» Description of the task: Filter the data below for the string "rocky" and copy each matching line.

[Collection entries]
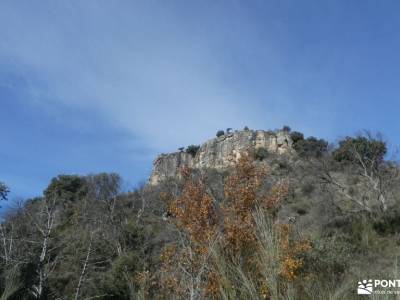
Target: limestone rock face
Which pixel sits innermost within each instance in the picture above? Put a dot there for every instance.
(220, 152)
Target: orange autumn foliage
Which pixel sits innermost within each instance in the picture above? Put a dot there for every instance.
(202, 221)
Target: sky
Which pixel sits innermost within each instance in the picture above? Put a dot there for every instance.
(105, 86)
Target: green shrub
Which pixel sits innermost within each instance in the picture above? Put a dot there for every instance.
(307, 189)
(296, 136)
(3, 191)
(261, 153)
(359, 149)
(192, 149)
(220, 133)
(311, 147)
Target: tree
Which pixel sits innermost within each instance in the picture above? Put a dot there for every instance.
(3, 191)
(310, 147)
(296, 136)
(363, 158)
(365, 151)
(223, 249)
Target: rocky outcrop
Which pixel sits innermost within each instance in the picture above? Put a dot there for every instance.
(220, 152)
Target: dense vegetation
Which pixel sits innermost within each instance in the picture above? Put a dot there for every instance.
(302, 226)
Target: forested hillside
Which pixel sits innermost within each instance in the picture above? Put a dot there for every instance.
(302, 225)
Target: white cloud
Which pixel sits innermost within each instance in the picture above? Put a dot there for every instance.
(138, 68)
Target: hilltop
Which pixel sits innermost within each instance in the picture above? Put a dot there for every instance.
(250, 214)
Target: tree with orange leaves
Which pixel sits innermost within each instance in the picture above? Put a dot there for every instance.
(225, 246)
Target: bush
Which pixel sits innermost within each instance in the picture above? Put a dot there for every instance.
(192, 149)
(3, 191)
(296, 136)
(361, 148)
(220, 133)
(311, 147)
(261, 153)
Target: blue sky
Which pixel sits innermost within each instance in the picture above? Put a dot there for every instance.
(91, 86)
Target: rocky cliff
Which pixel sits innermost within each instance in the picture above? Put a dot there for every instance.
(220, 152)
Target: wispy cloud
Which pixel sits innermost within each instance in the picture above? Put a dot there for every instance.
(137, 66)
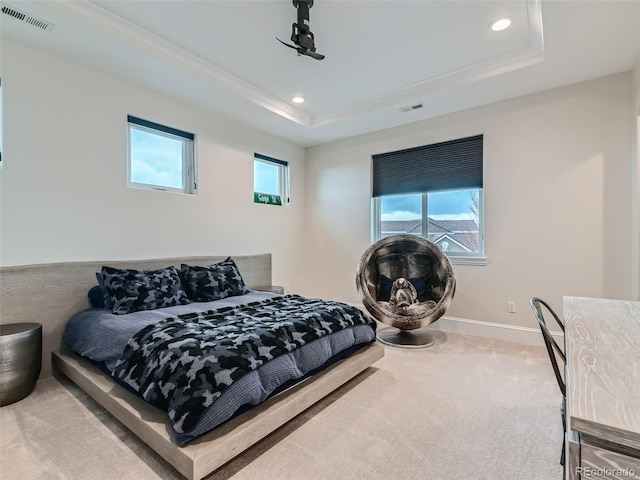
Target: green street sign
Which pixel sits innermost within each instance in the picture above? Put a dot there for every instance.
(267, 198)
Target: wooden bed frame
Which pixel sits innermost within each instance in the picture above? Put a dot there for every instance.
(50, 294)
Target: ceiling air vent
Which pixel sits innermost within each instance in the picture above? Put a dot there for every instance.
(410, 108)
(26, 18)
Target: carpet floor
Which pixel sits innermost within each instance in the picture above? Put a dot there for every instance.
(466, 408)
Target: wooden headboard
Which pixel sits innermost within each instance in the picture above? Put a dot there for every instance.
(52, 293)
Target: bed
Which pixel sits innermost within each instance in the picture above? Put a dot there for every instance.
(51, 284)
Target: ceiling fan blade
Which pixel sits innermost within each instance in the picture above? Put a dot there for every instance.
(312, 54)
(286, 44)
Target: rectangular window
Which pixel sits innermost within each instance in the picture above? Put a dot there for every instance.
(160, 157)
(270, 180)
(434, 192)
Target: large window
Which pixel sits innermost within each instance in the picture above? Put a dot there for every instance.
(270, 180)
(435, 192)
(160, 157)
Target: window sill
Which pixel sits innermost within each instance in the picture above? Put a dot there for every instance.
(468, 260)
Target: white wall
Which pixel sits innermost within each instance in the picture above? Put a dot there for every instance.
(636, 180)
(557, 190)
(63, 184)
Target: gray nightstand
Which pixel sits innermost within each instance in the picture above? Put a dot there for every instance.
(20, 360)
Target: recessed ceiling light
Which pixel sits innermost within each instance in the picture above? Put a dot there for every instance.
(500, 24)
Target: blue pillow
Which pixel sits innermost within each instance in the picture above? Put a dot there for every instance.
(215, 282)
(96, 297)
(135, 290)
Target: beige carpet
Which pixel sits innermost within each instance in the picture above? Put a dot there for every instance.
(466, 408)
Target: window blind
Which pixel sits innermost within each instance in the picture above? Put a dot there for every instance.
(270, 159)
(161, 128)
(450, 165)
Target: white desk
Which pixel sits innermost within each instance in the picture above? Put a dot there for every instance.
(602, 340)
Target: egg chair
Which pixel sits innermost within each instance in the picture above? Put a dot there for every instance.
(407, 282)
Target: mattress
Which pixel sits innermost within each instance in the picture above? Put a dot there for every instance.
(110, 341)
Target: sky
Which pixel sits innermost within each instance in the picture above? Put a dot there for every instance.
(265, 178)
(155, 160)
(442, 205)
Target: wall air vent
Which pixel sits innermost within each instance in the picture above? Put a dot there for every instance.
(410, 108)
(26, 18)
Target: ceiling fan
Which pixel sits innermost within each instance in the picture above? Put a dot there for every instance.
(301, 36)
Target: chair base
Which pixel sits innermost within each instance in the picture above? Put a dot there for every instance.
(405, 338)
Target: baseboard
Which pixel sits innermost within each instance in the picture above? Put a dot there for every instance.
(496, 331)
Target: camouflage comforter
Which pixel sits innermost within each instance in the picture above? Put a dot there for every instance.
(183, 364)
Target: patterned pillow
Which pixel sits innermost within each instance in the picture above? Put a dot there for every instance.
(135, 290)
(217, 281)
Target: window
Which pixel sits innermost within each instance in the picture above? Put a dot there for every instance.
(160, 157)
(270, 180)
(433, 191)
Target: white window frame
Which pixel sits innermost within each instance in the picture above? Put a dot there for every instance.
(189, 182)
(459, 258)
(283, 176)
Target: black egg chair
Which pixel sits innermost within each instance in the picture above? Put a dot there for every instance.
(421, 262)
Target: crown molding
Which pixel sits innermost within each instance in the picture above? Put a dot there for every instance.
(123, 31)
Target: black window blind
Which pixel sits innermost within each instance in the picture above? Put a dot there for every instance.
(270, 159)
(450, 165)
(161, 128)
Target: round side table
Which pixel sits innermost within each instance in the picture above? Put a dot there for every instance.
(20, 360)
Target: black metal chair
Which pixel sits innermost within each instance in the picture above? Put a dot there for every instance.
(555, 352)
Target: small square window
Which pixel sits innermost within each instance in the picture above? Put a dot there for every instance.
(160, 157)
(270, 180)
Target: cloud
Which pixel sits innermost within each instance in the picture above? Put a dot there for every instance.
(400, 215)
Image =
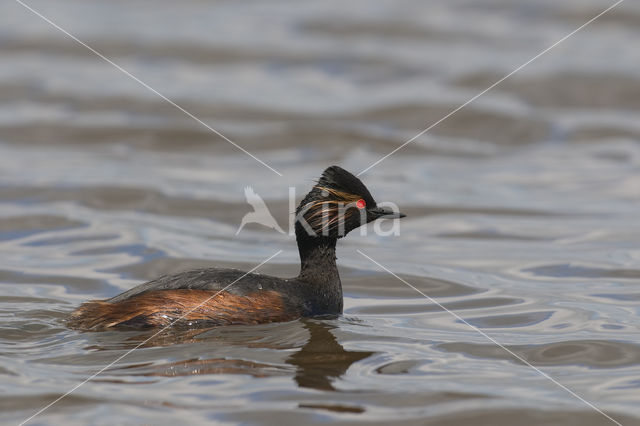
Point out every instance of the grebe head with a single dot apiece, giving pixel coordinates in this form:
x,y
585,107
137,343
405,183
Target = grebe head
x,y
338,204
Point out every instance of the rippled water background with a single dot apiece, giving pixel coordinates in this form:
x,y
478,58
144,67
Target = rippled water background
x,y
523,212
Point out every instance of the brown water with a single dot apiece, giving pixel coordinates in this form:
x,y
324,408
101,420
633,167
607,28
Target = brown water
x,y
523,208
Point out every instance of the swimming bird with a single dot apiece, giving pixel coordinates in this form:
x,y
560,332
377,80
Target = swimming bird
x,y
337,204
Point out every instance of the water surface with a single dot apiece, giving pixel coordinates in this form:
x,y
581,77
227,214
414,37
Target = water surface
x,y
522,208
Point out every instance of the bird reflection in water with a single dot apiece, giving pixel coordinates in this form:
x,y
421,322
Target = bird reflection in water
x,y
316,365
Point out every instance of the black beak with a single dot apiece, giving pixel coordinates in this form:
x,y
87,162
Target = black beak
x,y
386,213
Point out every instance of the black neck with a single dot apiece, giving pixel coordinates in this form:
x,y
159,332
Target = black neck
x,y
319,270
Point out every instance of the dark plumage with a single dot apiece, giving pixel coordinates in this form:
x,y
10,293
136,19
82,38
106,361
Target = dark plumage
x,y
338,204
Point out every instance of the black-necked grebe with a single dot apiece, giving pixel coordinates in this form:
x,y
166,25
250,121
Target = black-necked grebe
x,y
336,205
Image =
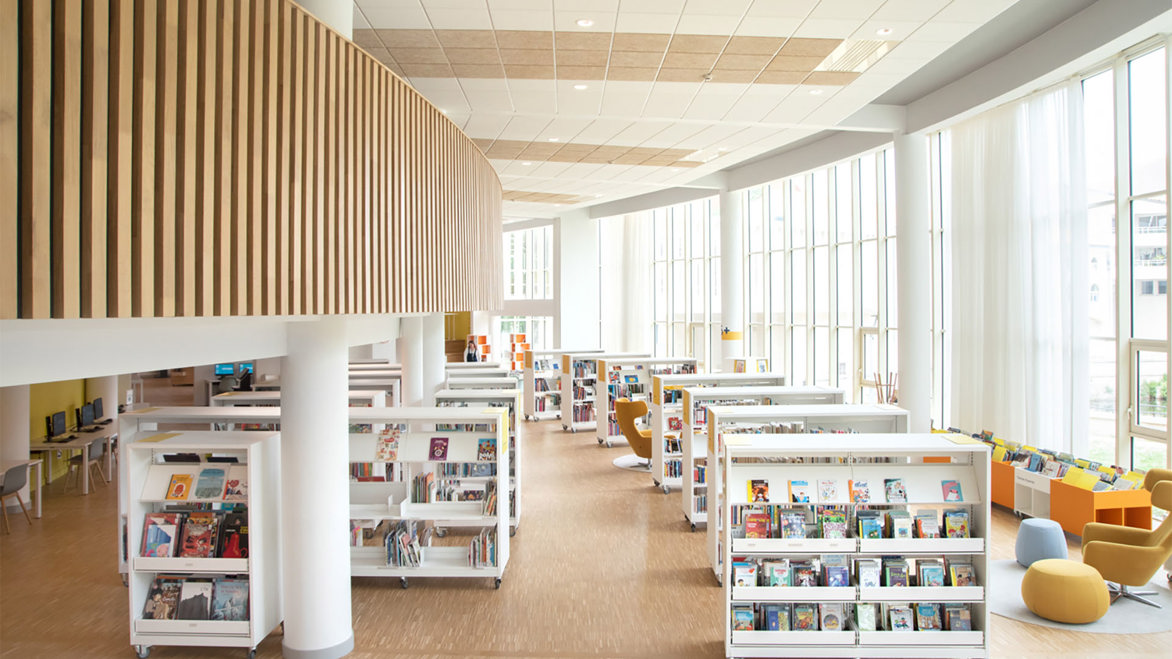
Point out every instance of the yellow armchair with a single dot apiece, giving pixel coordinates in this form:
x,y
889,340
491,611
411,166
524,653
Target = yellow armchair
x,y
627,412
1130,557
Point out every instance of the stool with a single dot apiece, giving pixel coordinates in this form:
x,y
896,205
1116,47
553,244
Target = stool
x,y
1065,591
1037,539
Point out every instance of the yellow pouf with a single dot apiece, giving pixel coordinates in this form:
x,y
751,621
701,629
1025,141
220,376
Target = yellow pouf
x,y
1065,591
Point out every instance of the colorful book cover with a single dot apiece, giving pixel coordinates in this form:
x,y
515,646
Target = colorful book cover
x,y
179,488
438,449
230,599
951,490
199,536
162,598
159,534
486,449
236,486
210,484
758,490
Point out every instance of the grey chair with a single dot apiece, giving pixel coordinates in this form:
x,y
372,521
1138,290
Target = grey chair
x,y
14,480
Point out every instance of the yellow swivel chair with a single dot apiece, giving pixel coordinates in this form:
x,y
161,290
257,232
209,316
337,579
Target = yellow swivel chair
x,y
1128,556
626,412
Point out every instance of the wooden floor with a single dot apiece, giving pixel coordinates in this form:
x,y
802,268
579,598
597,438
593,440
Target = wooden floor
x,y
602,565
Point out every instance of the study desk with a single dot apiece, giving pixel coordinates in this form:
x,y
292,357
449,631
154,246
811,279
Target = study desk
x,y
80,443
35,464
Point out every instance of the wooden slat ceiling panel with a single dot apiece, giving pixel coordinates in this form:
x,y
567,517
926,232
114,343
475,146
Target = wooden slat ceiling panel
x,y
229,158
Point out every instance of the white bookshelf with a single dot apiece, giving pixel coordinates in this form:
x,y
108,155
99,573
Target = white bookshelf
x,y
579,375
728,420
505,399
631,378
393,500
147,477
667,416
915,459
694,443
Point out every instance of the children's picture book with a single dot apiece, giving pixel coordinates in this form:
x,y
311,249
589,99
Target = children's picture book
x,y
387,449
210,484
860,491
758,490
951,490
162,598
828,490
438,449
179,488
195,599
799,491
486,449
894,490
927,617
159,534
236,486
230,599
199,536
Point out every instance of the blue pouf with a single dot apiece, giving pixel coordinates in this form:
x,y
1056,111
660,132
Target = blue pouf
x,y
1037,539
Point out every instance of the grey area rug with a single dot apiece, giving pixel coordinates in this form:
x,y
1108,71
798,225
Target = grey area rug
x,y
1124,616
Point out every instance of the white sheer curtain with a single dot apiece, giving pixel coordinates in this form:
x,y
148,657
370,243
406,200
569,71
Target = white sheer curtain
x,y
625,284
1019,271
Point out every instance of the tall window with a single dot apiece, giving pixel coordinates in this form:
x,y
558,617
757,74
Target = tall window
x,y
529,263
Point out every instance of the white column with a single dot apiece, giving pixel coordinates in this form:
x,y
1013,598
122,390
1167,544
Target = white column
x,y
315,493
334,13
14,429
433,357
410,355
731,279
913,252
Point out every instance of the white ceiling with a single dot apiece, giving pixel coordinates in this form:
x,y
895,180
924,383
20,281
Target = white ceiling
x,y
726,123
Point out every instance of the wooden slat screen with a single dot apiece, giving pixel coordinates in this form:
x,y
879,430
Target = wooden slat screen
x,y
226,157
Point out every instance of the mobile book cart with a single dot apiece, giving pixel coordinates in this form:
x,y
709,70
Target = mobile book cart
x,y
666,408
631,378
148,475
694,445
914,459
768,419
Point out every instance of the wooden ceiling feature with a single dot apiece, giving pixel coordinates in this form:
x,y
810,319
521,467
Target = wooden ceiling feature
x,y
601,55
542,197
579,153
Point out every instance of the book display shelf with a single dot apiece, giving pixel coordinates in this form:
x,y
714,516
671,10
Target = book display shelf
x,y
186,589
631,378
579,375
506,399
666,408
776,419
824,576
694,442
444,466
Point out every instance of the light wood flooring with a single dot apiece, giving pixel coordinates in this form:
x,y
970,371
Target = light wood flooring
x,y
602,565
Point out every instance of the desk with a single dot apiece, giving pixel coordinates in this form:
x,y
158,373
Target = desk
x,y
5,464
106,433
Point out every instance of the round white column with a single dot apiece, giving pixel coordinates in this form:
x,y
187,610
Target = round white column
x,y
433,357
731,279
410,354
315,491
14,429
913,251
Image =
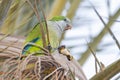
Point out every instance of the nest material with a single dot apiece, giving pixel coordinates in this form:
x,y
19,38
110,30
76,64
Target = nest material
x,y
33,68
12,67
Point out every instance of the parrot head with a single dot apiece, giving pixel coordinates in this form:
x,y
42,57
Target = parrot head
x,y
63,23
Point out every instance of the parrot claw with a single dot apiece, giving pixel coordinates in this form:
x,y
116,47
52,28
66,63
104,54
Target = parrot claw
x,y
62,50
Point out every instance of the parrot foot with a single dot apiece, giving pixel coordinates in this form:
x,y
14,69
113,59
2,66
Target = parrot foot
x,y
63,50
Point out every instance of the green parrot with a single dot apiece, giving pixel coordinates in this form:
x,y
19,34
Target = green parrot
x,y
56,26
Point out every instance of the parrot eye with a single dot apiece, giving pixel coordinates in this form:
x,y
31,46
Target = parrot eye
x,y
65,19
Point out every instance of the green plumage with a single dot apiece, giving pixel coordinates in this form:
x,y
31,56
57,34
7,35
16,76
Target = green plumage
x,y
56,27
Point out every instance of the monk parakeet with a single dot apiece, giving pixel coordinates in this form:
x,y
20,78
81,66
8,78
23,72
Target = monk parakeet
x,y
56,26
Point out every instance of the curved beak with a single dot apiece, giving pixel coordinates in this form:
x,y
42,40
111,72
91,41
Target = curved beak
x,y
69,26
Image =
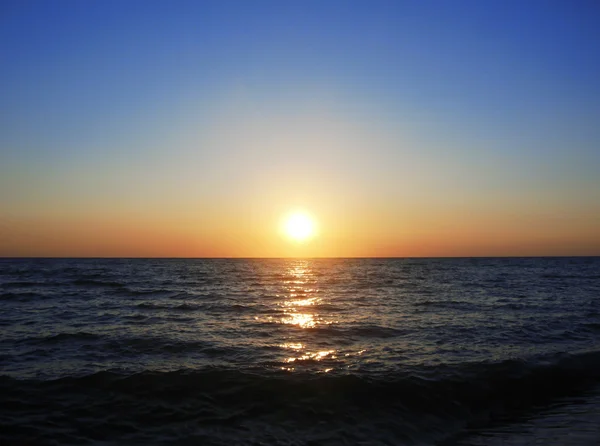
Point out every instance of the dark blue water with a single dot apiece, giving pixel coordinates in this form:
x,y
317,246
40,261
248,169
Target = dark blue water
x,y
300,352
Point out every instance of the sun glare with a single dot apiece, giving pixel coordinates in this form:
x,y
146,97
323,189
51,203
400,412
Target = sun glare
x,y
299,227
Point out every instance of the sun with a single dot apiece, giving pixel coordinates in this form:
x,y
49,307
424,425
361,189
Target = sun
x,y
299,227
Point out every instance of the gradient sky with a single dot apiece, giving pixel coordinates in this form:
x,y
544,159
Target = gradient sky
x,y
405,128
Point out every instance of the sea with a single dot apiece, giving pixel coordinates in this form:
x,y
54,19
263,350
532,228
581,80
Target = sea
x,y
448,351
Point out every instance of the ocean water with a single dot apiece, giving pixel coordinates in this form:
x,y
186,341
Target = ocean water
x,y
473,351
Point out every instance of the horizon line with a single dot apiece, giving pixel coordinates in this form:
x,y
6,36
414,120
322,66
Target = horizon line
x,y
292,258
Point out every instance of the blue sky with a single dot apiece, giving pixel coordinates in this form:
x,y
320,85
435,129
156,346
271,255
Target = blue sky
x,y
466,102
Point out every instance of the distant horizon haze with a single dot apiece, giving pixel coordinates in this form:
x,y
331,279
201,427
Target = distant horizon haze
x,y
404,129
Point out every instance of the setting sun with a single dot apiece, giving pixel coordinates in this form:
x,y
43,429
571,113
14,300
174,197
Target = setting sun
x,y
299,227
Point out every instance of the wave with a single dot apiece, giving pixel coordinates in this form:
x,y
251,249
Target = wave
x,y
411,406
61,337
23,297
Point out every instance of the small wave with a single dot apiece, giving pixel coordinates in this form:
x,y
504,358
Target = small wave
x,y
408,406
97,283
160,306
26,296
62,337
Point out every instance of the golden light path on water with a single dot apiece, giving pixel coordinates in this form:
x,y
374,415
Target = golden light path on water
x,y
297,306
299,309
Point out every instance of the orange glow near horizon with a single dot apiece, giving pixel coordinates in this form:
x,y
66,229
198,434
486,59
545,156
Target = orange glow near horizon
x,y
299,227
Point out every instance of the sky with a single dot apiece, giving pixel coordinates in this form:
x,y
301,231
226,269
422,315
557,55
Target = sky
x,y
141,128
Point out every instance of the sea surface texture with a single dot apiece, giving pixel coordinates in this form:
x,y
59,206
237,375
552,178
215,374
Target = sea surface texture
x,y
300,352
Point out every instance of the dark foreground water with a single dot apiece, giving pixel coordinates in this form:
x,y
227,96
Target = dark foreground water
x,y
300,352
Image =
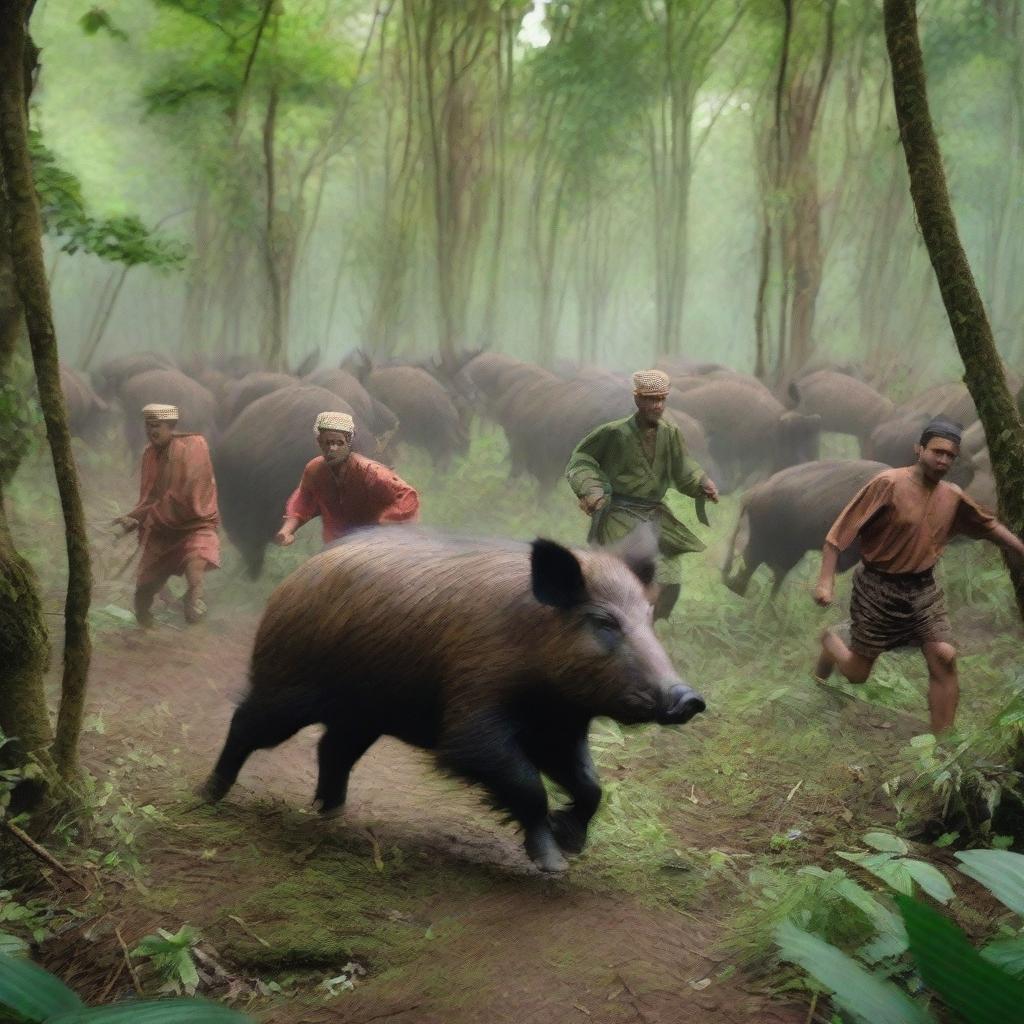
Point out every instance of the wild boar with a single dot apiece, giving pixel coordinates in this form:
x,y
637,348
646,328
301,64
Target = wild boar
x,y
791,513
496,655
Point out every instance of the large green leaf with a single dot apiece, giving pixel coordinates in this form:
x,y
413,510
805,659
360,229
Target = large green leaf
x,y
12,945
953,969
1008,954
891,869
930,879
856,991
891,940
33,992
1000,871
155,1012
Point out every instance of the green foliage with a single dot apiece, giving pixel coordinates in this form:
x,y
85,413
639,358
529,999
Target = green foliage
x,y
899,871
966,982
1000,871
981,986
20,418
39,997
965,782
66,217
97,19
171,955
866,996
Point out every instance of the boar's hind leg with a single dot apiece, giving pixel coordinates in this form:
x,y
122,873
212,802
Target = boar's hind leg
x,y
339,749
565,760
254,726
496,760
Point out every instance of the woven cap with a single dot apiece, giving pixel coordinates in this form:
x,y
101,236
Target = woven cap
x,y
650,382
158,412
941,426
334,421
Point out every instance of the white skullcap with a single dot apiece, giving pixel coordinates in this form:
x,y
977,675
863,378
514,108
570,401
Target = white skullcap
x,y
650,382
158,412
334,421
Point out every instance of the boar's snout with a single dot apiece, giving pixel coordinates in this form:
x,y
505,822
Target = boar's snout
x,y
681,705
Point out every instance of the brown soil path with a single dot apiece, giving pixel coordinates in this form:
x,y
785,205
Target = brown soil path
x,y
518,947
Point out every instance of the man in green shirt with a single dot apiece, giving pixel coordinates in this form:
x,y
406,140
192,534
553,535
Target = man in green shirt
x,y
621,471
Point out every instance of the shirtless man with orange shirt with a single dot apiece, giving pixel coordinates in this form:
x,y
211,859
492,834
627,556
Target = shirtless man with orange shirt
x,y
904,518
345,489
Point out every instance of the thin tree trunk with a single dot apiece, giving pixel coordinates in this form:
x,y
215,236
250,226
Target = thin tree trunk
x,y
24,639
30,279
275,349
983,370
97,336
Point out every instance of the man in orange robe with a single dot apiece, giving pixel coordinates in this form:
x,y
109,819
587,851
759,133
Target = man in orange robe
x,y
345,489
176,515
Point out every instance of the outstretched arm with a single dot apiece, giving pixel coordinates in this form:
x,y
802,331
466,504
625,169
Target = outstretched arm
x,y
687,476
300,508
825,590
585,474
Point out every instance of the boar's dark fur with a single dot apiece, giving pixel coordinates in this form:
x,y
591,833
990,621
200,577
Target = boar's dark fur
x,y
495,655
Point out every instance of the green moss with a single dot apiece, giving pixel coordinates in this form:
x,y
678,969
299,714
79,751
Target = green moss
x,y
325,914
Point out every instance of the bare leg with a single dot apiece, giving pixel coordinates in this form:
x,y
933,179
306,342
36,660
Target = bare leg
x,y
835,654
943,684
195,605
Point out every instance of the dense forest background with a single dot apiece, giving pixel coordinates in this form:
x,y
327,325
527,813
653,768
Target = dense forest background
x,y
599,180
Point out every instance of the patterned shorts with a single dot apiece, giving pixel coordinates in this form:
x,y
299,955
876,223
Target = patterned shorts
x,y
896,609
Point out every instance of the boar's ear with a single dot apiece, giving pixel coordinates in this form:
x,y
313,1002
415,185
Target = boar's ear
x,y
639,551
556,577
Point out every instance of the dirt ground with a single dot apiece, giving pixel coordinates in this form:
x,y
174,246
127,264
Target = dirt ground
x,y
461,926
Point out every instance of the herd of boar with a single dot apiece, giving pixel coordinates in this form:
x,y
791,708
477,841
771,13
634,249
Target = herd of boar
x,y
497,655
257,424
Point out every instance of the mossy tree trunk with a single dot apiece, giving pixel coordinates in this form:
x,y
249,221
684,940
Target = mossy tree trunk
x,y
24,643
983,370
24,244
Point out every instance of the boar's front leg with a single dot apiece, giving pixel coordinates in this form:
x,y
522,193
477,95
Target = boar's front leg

» Task answer:
Target: rocky outcrop
Target: rocky cliff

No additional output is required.